[Records from a dataset]
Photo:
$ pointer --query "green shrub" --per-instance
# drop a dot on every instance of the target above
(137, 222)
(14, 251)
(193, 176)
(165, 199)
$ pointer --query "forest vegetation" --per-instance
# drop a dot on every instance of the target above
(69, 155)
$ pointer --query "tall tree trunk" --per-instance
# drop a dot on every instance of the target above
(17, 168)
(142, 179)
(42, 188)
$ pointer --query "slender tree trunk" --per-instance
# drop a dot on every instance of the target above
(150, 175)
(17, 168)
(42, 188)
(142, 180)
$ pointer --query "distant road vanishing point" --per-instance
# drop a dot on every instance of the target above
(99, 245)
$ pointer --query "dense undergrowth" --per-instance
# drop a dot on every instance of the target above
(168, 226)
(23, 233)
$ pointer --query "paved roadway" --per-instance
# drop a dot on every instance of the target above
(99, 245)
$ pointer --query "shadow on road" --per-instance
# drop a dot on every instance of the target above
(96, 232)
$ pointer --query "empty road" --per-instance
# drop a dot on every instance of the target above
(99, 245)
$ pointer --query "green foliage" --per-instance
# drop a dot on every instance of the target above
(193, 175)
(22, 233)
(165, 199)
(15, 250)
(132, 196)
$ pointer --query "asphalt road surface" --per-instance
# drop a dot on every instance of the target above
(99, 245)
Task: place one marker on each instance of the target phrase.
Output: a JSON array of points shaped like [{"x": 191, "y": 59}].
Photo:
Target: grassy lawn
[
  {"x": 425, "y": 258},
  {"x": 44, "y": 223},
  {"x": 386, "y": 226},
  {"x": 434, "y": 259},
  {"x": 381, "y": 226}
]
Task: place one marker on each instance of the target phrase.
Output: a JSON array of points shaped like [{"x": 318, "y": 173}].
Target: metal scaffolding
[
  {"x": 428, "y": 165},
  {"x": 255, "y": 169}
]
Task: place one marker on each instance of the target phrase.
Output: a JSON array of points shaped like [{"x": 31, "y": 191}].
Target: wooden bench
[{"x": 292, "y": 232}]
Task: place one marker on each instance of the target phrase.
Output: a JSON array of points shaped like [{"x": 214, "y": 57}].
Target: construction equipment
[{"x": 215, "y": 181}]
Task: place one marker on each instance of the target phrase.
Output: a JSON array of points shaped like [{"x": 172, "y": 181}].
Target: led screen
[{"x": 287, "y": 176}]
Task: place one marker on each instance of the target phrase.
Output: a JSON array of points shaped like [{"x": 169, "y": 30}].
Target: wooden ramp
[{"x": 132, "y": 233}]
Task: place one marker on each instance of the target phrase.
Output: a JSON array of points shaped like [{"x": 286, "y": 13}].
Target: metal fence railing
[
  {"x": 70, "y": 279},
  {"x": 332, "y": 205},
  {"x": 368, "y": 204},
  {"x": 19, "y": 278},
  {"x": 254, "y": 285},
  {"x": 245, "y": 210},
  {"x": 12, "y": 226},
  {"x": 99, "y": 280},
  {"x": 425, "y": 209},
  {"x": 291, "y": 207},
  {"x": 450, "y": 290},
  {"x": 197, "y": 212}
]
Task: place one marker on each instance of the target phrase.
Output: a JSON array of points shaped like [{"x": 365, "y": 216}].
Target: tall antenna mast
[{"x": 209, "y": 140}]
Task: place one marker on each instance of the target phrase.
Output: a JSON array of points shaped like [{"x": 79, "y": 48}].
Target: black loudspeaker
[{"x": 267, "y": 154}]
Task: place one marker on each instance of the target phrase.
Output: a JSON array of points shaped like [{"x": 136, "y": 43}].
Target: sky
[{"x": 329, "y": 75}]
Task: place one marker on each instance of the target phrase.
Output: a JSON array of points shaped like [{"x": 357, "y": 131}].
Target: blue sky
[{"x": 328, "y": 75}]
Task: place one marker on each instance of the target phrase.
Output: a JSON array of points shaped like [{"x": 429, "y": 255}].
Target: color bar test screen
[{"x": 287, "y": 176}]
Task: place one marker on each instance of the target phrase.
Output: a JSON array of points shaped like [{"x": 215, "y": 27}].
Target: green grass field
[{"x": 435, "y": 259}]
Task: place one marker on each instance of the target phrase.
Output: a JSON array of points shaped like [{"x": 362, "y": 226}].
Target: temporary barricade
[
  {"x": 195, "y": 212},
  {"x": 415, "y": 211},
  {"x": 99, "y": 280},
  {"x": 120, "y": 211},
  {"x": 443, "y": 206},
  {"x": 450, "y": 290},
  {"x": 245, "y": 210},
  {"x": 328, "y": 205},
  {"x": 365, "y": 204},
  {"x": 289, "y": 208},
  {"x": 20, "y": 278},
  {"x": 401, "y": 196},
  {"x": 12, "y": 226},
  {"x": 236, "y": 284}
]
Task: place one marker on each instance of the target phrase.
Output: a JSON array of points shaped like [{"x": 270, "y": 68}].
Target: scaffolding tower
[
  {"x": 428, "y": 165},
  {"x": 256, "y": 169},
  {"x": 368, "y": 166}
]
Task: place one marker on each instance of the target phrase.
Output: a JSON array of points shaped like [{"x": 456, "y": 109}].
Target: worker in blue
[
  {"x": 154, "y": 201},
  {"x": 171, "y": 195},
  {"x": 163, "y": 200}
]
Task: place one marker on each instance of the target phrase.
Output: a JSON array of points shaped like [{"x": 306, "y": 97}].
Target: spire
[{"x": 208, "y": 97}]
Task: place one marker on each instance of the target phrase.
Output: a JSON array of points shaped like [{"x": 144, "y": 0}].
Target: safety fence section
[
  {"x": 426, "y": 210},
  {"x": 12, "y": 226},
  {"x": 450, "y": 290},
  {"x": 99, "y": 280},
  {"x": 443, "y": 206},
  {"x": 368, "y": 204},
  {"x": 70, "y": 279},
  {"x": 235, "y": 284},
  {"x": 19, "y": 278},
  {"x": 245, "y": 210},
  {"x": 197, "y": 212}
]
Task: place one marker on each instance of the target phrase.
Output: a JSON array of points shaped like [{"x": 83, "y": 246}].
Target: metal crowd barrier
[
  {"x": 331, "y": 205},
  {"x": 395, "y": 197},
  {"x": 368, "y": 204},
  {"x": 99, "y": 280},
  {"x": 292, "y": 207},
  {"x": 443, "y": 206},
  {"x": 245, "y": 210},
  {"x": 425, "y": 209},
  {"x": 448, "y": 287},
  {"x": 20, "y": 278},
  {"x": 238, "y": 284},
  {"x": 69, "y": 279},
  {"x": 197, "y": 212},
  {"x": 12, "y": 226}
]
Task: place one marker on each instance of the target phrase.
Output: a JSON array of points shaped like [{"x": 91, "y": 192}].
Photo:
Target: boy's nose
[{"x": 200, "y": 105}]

**WHAT YOU ARE ASKED TO DO:** Write the entries out again exactly.

**SOLUTION TO THIS PROBLEM:**
Photo:
$ pointer --query "green shrub" --per-instance
# drop a dot on every instance of the target above
(137, 222)
(14, 251)
(193, 176)
(165, 199)
$ pointer --query "forest vegetation" --per-instance
# drop a dot on every instance of the target above
(69, 155)
$ pointer --query "tall tree trunk" --per-instance
# drop a dot on every instance of the target above
(17, 168)
(142, 179)
(42, 188)
$ pointer --query "slender tree trunk" --per-instance
# drop a dot on every instance of the target above
(150, 175)
(17, 168)
(42, 188)
(142, 180)
$ pointer --query "distant road vanishing point" --per-instance
# drop a dot on every instance of the target above
(99, 245)
$ pointer --query "dense undergrowth" --per-instance
# drop a dot on every instance of the target above
(168, 226)
(23, 233)
$ pointer --query "paved roadway" --per-instance
# drop a dot on every instance of the target above
(99, 245)
$ pointer --query "shadow on road" --per-instance
# drop a dot on every instance of the target above
(96, 232)
$ pointer --query "empty road" --per-instance
# drop a dot on every instance of the target above
(99, 245)
$ pointer --query "green foliage" --per-instance
# drop a dot on every instance of the target above
(193, 175)
(22, 233)
(165, 199)
(15, 250)
(132, 196)
$ pointer --query "asphalt road surface" --per-instance
# drop a dot on every instance of the target above
(99, 245)
Task: place one marker on each instance of the target phrase.
Output: a JSON array of points shaped like [{"x": 191, "y": 59}].
Photo:
Target: grassy lawn
[
  {"x": 425, "y": 258},
  {"x": 44, "y": 223},
  {"x": 386, "y": 226},
  {"x": 434, "y": 259},
  {"x": 381, "y": 226}
]
Task: place one marker on each instance of the target phrase.
Output: a JSON array of points shaped like [{"x": 318, "y": 173}].
Target: metal scaffolding
[
  {"x": 428, "y": 165},
  {"x": 255, "y": 169}
]
Task: place one marker on each instance of the target phrase.
Output: a JSON array of points shaped like [{"x": 31, "y": 191}].
Target: wooden bench
[{"x": 292, "y": 232}]
Task: place one marker on each instance of the target phrase.
Output: a JSON array of points shaped like [{"x": 214, "y": 57}].
Target: construction equipment
[{"x": 215, "y": 181}]
Task: place one marker on each instance of the target phrase.
Output: a JSON array of points shaped like [{"x": 172, "y": 181}].
Target: led screen
[{"x": 287, "y": 176}]
Task: place one marker on each instance of the target phrase.
Output: a JSON array of points shaped like [{"x": 169, "y": 30}].
Target: wooden ramp
[{"x": 132, "y": 233}]
Task: place one marker on each instance of the target phrase.
Output: a JSON array of points shaped like [{"x": 286, "y": 13}].
Target: metal fence railing
[
  {"x": 70, "y": 279},
  {"x": 332, "y": 205},
  {"x": 368, "y": 204},
  {"x": 19, "y": 278},
  {"x": 254, "y": 285},
  {"x": 245, "y": 210},
  {"x": 12, "y": 226},
  {"x": 99, "y": 280},
  {"x": 425, "y": 209},
  {"x": 291, "y": 207},
  {"x": 450, "y": 290},
  {"x": 197, "y": 212}
]
Task: place one marker on each instance of the target phrase.
Output: a JSON array of points shaped like [{"x": 365, "y": 216}].
Target: tall antenna mast
[{"x": 209, "y": 140}]
Task: place one marker on each instance of the target phrase.
Output: a JSON array of points shaped like [{"x": 79, "y": 48}].
Target: black loudspeaker
[{"x": 267, "y": 154}]
Task: place one marker on each instance of the target phrase.
Output: a JSON array of points shaped like [{"x": 136, "y": 43}].
Target: sky
[{"x": 329, "y": 75}]
Task: place one marker on each instance of the target phrase.
Output: a JSON array of points shaped like [{"x": 357, "y": 131}].
Target: blue sky
[{"x": 328, "y": 75}]
Task: place one marker on each instance of the target phrase.
Output: a JSON array of points shaped like [{"x": 429, "y": 255}].
Target: color bar test screen
[{"x": 287, "y": 176}]
Task: place one marker on each instance of the target phrase.
Output: a JSON array of points shaped like [{"x": 215, "y": 27}].
Target: green grass field
[{"x": 435, "y": 259}]
Task: place one marker on each instance of the target phrase.
Output: a JSON array of points shaped like [{"x": 362, "y": 226}].
Target: temporary barricade
[
  {"x": 195, "y": 212},
  {"x": 415, "y": 211},
  {"x": 99, "y": 280},
  {"x": 120, "y": 211},
  {"x": 443, "y": 206},
  {"x": 450, "y": 290},
  {"x": 245, "y": 210},
  {"x": 328, "y": 205},
  {"x": 365, "y": 204},
  {"x": 289, "y": 208},
  {"x": 20, "y": 278},
  {"x": 401, "y": 196},
  {"x": 12, "y": 226},
  {"x": 236, "y": 284}
]
Task: place one marker on each instance of the target phrase.
Output: a JSON array of points shaped like [{"x": 270, "y": 68}].
Target: scaffolding tower
[
  {"x": 428, "y": 165},
  {"x": 256, "y": 169},
  {"x": 368, "y": 166}
]
Task: place one marker on each instance of the target phrase.
Output: a JSON array of points shaped like [{"x": 456, "y": 109}].
Target: worker in blue
[
  {"x": 154, "y": 201},
  {"x": 171, "y": 195},
  {"x": 163, "y": 200}
]
Task: place one marker on each instance of the target phrase.
Output: a JSON array of points shaped like [{"x": 306, "y": 97}].
Target: spire
[{"x": 208, "y": 97}]
Task: place one marker on each instance of the target phrase.
Output: a JSON array of points shaped like [{"x": 144, "y": 0}].
Target: safety fence section
[
  {"x": 426, "y": 210},
  {"x": 12, "y": 226},
  {"x": 450, "y": 290},
  {"x": 99, "y": 280},
  {"x": 443, "y": 206},
  {"x": 368, "y": 204},
  {"x": 70, "y": 279},
  {"x": 235, "y": 284},
  {"x": 19, "y": 278},
  {"x": 245, "y": 210},
  {"x": 197, "y": 212}
]
Task: place one marker on each instance of the target phrase.
Output: a JSON array of points shaped like [{"x": 83, "y": 246}].
Target: metal crowd barrier
[
  {"x": 331, "y": 205},
  {"x": 395, "y": 197},
  {"x": 368, "y": 204},
  {"x": 99, "y": 280},
  {"x": 292, "y": 207},
  {"x": 443, "y": 206},
  {"x": 245, "y": 210},
  {"x": 425, "y": 209},
  {"x": 448, "y": 287},
  {"x": 20, "y": 278},
  {"x": 238, "y": 284},
  {"x": 69, "y": 279},
  {"x": 197, "y": 212},
  {"x": 12, "y": 226}
]
Task: place one marker on each instance of the target phrase.
Output: a JSON array of points shaped like [{"x": 91, "y": 192}].
Photo:
Target: boy's nose
[{"x": 200, "y": 105}]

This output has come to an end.